Problem set
- 1) In the Bluebell Railway article, reproduce verbatim the passage from "Located in largely" up to and including "the Beeching Cut.".
- 2) According to the Bluebell Railway article, in what year did the railway begin its public life?

Text shown
-=-=-
A day…at the Bluebell Railway

By | Category: Travel destinations

Stepney – one of the oldest locomotives which dates back to the 1870’s

One of the oldest preserved railway in the world, the Bluebell Railway began its public life in 1960, three years before Dr Beeching’s axe fell on the railway network.

Located in largely in west Sussex, the line runs from East Grinstead where it adjoins the mainline service to London Victoria and Sheffield Park some eleven miles away. Coincidentally it was to the outskirts of East Grinstead that Dr Beeching retired and his house on the main Eastbourne road was widely known to locals. I don’t remember him as being a very popular figure in the town but then, I don’t remember him behind seen in the local shops either. But the Bluebell railway was known and the hope was that, one day, the line would be extended as far as the town, an event which occurred just five years ago. Today, a portion of the bypass of the town is called Beeching Way but locals called it the Beeching Cut.
-=-=-
Recorded data
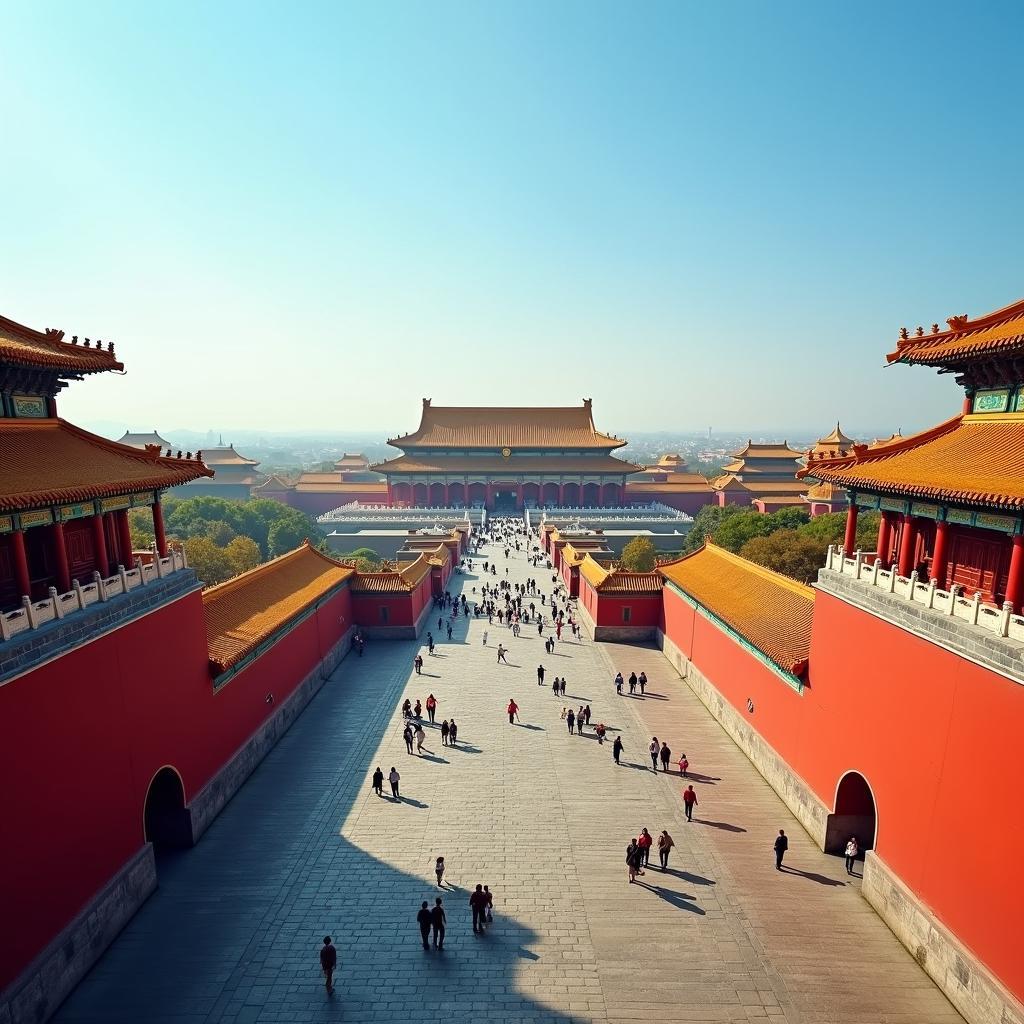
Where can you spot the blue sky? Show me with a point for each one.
-=-=-
Final answers
- 1)
Located in largely in west Sussex, the line runs from East Grinstead where it adjoins the mainline service to London Victoria and Sheffield Park some eleven miles away. Coincidentally it was to the outskirts of East Grinstead that Dr Beeching retired and his house on the main Eastbourne road was widely known to locals. I don’t remember him as being a very popular figure in the town but then, I don’t remember him behind seen in the local shops either. But the Bluebell railway was known and the hope was that, one day, the line would be extended as far as the town, an event which occurred just five years ago. Today, a portion of the bypass of the town is called Beeching Way but locals called it the Beeching Cut.

- 2) 1960